### Document extract
Norway’s FM: Palestine recognition is an ‘anti-Hamas’ step, pushes two-state vision
Speaking to The Times of Israel, Espen Barth Eide acknowledges move won’t create a state; says it is partly a reaction to Netanyahu policies, but will also weaken Hamas and Iran
On Wednesday, the leaders of Norway, Ireland and Spain announced that their countries would recognize a Palestinian state within days.
Not surprisingly, Israeli leaders reacted furiously, calling the move a prize for terrorism in the wake of Hamas’s October 7 onslaught. Foreign Minister Israel Katz summoned the envoys of the three countries in Israel for “severe reprimands,” and showed them footage of the kidnapping of five female Israeli soldiers.
Unilateral recognition of a Palestinian state by other countries is rejected not only by the current government, but also by past Israeli governments across the political spectrum, who believe that a Palestinian state should only come about through direct negotiations between the two sides.
By contrast, a senior Hamas official lauded the move, crediting the “brave resistance” of the Palestinian people for spurring the recognition.
Hours after Norway’s announcement, The Times of Israel spoke by phone with Norwegian Foreign Minister Espen Barth Eide, a former defense minister who is firmly behind Oslo’s move.

### Challenge
Answer these questions using the article on Norway's recognition of a Palestinian state:
(a) Which three countries announced that they would recognize a Palestinian state?
(b) What footage did Foreign Minister Israel Katz show the envoys?
(c) What post had Espen Barth Eide held before he became foreign minister?
The items that come next have no connection to the article on Norway's recognition of a Palestinian state.

### Data entries
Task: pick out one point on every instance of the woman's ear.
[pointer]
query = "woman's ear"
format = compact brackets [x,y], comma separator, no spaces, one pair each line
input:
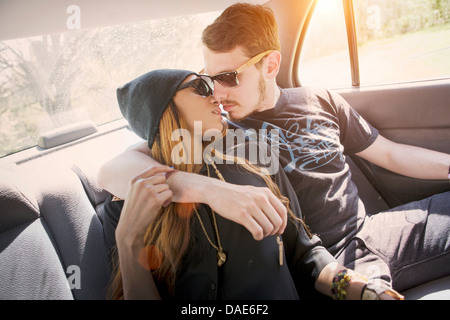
[272,64]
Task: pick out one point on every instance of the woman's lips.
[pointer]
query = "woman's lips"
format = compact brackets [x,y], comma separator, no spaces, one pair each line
[229,107]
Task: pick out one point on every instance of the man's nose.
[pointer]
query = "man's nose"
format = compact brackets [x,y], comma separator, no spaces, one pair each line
[220,92]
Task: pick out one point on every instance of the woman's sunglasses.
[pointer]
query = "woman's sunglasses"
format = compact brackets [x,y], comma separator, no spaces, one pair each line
[200,85]
[229,79]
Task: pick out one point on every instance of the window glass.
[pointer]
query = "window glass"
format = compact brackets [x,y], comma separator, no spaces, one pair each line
[324,59]
[402,41]
[54,80]
[398,41]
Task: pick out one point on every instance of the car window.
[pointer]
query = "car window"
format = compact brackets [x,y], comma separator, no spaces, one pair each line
[398,41]
[50,81]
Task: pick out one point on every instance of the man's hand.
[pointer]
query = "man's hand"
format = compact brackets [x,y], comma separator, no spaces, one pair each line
[255,208]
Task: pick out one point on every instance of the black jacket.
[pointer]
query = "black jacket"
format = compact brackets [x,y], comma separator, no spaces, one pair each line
[252,269]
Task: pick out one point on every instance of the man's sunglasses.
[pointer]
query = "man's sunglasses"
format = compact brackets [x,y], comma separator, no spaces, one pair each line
[200,85]
[229,79]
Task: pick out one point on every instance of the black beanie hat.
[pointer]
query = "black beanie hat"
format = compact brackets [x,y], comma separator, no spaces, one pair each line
[143,100]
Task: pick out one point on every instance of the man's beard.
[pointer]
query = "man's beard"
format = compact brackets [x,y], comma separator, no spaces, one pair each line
[262,88]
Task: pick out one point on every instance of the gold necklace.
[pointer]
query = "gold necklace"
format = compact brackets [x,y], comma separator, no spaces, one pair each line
[221,255]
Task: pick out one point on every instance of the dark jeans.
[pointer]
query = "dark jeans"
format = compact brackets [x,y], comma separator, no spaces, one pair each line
[405,246]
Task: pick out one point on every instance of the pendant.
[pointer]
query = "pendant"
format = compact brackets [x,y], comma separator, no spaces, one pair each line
[221,258]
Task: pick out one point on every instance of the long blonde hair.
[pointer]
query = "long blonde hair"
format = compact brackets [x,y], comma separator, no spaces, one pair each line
[167,237]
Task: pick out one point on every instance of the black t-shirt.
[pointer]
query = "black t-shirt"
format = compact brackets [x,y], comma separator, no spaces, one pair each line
[316,129]
[252,269]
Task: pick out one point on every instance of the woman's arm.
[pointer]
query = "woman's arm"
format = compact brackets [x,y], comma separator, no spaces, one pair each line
[148,192]
[257,209]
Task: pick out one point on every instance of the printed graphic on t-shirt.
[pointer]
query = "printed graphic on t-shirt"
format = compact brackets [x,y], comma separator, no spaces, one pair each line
[308,147]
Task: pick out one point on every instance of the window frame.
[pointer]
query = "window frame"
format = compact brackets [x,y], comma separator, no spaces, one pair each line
[351,40]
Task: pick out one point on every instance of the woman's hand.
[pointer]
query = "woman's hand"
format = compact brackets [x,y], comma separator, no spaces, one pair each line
[148,192]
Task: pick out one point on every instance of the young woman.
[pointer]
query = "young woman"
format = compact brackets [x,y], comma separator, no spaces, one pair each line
[164,249]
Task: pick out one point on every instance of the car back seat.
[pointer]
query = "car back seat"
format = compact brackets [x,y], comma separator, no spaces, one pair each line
[51,238]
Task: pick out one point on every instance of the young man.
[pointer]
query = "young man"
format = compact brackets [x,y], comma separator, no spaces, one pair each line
[317,129]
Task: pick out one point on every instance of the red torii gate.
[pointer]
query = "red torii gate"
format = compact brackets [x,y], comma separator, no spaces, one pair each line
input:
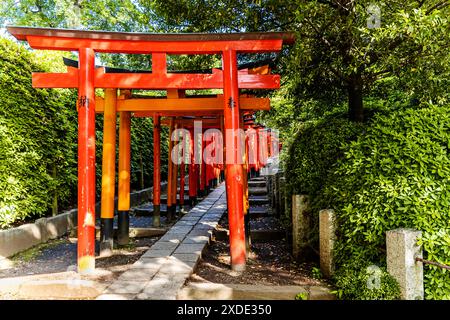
[86,78]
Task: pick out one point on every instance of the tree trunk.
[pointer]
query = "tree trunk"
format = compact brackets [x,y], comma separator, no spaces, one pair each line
[355,98]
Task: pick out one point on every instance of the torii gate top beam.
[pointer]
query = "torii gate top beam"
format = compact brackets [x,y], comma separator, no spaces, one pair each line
[159,45]
[171,43]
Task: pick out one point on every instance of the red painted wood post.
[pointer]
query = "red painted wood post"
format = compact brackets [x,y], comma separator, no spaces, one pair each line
[156,171]
[86,162]
[202,170]
[170,173]
[192,176]
[123,205]
[182,173]
[108,173]
[234,171]
[175,174]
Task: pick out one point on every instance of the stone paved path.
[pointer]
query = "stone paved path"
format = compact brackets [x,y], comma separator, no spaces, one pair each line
[165,267]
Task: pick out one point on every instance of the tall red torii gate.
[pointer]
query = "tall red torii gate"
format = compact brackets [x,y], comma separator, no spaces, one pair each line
[87,77]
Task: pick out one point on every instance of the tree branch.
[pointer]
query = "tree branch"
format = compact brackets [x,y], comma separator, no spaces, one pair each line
[437,6]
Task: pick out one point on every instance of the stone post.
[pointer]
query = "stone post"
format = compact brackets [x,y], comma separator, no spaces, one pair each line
[281,186]
[327,236]
[402,251]
[274,192]
[300,225]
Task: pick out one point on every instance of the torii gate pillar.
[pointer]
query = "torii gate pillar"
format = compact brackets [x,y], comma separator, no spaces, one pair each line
[234,175]
[86,162]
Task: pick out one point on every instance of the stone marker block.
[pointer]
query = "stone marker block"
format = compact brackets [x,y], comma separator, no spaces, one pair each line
[163,287]
[126,287]
[153,263]
[402,251]
[190,248]
[152,253]
[164,245]
[327,237]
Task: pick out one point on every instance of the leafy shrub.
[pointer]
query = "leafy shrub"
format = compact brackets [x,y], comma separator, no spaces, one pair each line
[361,280]
[311,156]
[37,135]
[315,149]
[395,175]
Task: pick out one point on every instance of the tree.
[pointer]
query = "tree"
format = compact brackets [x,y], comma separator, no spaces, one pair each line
[350,45]
[343,48]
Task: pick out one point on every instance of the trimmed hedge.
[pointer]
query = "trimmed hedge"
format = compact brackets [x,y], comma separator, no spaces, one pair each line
[395,175]
[37,136]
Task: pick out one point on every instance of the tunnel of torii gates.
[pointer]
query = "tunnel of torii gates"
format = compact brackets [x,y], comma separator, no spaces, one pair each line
[223,112]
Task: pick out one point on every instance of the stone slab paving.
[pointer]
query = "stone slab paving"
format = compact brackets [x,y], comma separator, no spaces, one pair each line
[162,271]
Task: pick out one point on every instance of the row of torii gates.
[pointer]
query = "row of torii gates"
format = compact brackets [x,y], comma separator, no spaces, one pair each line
[224,112]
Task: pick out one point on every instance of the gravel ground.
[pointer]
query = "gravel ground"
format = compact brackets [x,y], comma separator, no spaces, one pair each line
[61,255]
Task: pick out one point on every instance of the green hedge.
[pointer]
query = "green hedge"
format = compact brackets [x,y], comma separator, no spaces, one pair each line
[395,175]
[37,137]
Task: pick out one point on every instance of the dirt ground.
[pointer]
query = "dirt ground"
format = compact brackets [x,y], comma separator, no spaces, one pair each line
[61,256]
[269,262]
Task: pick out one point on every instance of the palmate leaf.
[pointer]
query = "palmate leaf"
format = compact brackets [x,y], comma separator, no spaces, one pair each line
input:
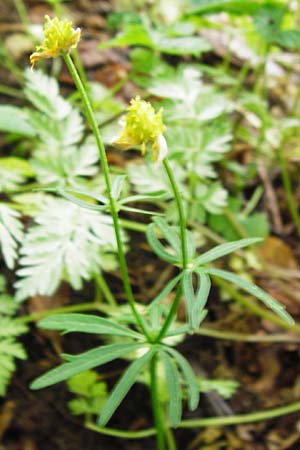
[254,290]
[124,384]
[11,233]
[86,323]
[85,361]
[67,243]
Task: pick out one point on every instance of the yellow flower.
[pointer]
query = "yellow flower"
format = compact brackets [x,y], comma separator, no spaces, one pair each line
[59,37]
[143,127]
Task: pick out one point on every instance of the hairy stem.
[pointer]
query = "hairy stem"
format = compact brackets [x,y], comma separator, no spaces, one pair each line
[156,408]
[112,202]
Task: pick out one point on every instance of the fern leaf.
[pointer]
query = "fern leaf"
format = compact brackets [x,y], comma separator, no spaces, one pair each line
[67,243]
[11,233]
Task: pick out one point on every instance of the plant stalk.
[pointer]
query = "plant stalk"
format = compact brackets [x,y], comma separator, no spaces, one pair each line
[112,202]
[156,407]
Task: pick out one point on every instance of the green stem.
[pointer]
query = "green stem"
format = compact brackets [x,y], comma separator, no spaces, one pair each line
[183,238]
[182,219]
[206,422]
[287,184]
[112,203]
[22,12]
[104,288]
[121,433]
[156,408]
[241,418]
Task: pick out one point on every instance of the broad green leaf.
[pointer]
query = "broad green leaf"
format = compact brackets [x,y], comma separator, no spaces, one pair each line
[289,39]
[84,361]
[216,6]
[156,245]
[181,45]
[224,249]
[254,290]
[124,384]
[174,389]
[192,384]
[268,21]
[85,323]
[15,120]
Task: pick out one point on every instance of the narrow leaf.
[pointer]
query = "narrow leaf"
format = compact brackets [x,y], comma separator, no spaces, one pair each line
[169,234]
[122,387]
[84,361]
[85,323]
[189,294]
[190,377]
[254,290]
[201,298]
[174,389]
[225,249]
[157,246]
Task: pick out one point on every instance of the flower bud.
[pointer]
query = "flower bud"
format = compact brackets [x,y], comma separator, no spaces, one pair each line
[59,37]
[143,127]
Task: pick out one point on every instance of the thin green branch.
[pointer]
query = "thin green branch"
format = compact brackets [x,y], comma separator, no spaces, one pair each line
[156,407]
[112,203]
[239,419]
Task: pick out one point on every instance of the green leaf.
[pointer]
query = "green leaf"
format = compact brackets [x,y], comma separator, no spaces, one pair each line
[254,290]
[182,45]
[156,245]
[191,380]
[72,249]
[132,34]
[174,389]
[124,384]
[84,361]
[188,292]
[11,233]
[165,291]
[204,285]
[15,120]
[85,323]
[268,21]
[216,6]
[224,249]
[170,234]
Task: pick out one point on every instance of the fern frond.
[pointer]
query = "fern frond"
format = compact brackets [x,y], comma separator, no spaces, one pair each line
[11,233]
[67,243]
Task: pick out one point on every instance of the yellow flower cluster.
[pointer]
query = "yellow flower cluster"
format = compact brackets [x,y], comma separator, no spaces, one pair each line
[143,127]
[60,37]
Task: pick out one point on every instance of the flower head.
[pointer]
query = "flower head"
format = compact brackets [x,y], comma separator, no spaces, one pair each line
[60,37]
[143,127]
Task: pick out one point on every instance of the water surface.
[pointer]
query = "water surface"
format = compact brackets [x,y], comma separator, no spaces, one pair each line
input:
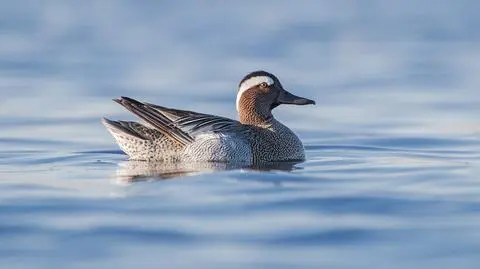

### Worked solution
(a) Norway, Ireland and Spain
(b) Footage of the kidnapping of five female Israeli soldiers
(c) Defense minister